I met up with Mike (my angel) who takes Leeanna out into the big bad world. We first went out on short walks after dark only. Last year this progressed to being out in the day in quite out of the way locations. Then late last year going to places where the were a small number of people.
Last weekend, we visited a small WW2 Museum and a very busy castle.
The museum we visited on the Saturday had 5 rooms and there were around 20 people there. I wanted a couple of commemorative plates and asked Mike to do the talking. The guy in the shop asked me a few questions and I had to interact in a limited way. The most I had done before that was the odd "excuse me" when trying to get through a line once. For the hour or so we spent at the museum , I did not detect any strange looks. We sat outside and had coffee and cake. I did not feel comfortable going inside the cafe as it was very small.
This is me in front of a display

I wore leggings and a thin woollen top. Women never seem to wear anything but leggings and jeans in the UK at weekends.

On Sunday we went to Bodiam castle. This was very busy, and I was nervous at first, but soon calmed down as I seemed to be passing OK. I think most people don't take close looks at anyone they see unless something is out of place.

I took a selfie inside. There were probably 50 to 70 people there.

I seemed to pass without problems, until we walked around the moat before we left. An old grey haired lady seemed to give me a very lingering look as we walked pass her.
Later sitting having a coffee, Mike said one man at another table was looking at me. I am assuming I was being "read". I really am not sure. One thing I thought of, was that Mike is about 15 years older than me. Dressed as Leeanna with makeup on I think I look like a women in her 40's. I am 63. I think that the wig I wear may be too young for me. I do have another that makes me look more middle aged.
I am not trying to look good. I am trying to just blend in and look very unremarkable and boring . Not worth a second glance. I have heard that older women say they feel invisible. That would suit me fine.
This is the other wig

It seems to change my apparent age by around 10 years,

I wonder if anyone had any advice on this. Which one make me more invisible.
I had to use the ladies loo at the castle. I am always a little scared when doing this. I walked in and every stall was occupied. I nearly walked back out , then one became vacant. As I washed my hands there were several other women doing the same. I did not seem to cause any suspicion or alarm. As usual no women were hurt or upset during this process. Sorry J K Rowling



Comments
Accept Yourself
Hon, you must accept yourself so others will. I can't say this enough as we as individuals broadcast who we are and our own self aware to all others around us. The one who comes up bubbling with joy and happiness about something great causes a chain reaction as everyone around starts smiling. Just the opposite of the one who is scared, frightened and everyone else around tightens up, pulls in emotions.
These are non verbal, invisible signals every human is broadcasting to everyone else around. And so few understand nor realize it is a natural common trait humans have. The one signal all trans should be silently broadcasting is calm, self assurance, this is me, the real deal. It's the man or woman who walks into a meeting and everyone realizes without conscience thought, this person is a well of peace, harmony, and strength we want to get closer to.

## Records
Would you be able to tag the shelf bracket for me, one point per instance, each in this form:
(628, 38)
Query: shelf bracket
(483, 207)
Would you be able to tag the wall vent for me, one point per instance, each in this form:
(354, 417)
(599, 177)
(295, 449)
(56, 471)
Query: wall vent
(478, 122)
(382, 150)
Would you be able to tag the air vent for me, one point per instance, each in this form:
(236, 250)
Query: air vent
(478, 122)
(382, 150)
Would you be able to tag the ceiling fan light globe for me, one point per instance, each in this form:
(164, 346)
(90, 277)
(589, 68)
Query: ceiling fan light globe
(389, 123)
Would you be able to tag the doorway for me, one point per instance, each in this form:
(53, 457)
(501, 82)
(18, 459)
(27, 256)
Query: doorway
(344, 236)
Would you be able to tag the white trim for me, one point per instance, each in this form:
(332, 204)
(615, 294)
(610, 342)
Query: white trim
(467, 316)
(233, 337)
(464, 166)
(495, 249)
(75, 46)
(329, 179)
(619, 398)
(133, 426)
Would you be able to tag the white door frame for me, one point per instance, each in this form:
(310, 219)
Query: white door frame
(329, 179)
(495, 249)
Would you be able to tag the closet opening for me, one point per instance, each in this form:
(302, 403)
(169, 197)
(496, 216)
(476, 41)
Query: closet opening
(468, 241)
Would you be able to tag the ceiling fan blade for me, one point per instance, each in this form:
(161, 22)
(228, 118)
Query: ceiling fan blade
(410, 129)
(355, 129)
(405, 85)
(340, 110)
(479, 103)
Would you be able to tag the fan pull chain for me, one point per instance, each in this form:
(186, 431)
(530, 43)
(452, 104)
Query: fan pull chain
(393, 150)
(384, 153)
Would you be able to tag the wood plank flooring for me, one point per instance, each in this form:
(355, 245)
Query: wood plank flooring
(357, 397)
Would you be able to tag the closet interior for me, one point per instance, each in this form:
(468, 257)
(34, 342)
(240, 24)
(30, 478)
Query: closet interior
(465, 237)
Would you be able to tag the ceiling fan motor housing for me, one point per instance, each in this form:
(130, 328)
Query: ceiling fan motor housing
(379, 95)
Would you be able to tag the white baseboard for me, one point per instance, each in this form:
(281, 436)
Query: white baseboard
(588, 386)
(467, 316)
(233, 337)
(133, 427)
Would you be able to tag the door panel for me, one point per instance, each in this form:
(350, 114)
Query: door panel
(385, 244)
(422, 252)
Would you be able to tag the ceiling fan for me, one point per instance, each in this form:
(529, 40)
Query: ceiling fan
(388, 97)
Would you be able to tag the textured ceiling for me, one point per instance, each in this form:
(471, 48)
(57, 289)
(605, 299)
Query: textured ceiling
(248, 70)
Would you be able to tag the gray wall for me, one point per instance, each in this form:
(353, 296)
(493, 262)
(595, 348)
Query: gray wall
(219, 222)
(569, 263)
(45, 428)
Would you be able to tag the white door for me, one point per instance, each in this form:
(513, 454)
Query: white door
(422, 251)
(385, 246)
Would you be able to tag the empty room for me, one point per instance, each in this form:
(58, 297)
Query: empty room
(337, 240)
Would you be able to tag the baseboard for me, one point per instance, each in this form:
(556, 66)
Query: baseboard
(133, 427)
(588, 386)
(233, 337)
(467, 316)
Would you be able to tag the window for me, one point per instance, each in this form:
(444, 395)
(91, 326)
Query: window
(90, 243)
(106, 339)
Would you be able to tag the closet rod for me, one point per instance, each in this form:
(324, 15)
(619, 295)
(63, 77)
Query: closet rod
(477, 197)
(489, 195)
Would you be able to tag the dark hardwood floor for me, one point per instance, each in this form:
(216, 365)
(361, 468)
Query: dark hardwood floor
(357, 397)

## Written exercise 1
According to the post about the museum and castle outings, why does the writer think of switching to the other wig?
## Written exercise 2
How many rooms did the WW2 museum have, according to the post about the museum and castle outings?
## Written exercise 3
Please write the next part of the post about the museum and castle outings, picking up right after its last sentence.
The records have no connection to the post about the museum and castle outings.

## Exercise answer 1
The writer thinks the current wig may be too young, since with makeup it suggests a woman in her 40s while the writer is 63. The other wig gives a more middle-aged look, which fits the goal of blending in and looking unremarkable rather than trying to look good.

## Exercise answer 2
It had 5 rooms.

## Exercise answer 3
Present your best and stop thinking about what others may be thinking. As long as one worries about what others see or think there can never be the self confidence one needs to be themself. I never did grasp the old actor's saying, "when nervous imagine all the audience naked." I guess it works for some so might give it a try. Unless you are auditioning for a job stop thinking about what the other person might be thinking. Just give life your best and try for the brass ring on the Merry Go Round.
Hugs Leeanna
Barb
Life is a gift, don't waste it wishing, live it.
Oklahoma born and raised cowgirl
Thanks Barb. When I think
Thanks Barb. When I think about it, when I am in male mode, which is 99.9% of my life, I am not looking for anyone giving me a hard look. If I do notice. I probably think they like to look of me or they think they know me.
Probably the act at looking at someone to see if they are looking at me probably causes them to look. Over the the 2 days as Leeanna, I must have been seen by hundreds of people and totally ignored. Which is fine by me. It is a passive form of acceptance. I will take you advice and be more confident . Thanks
Leeanna
Self-Acceptance is the key
As I have said before in other comments: I have found that self-acceptance seems to be the key to social passing.
Another factor is blending in. As you stated dress to blend in, as well as dress your age.
As you noted for the UK, I have also observed a similar trend in Germany. Women these days tend to dress rather on the masculine side of the fashion spectrum, with nearly 90% going for the bifurcated look. I am currently moving in social settings that are overwhelmingly populated by females, and more often that not, I am the only person in non-bifurcated clothing.
Given that a waistband, belt or waist-seam will drive me crazy with itching within an hour or two, I have to wear dresses with no horizontal seam between the bust and the hip. So I have opted for the so-called modest fashion, where the skirt reaches between mid-calf and ankle, in primarily muted or darker colors. But with a healthy portion of self-confidence, self-acceptance and self-assurance I am pretty consistently accepted as the feminine person that I present.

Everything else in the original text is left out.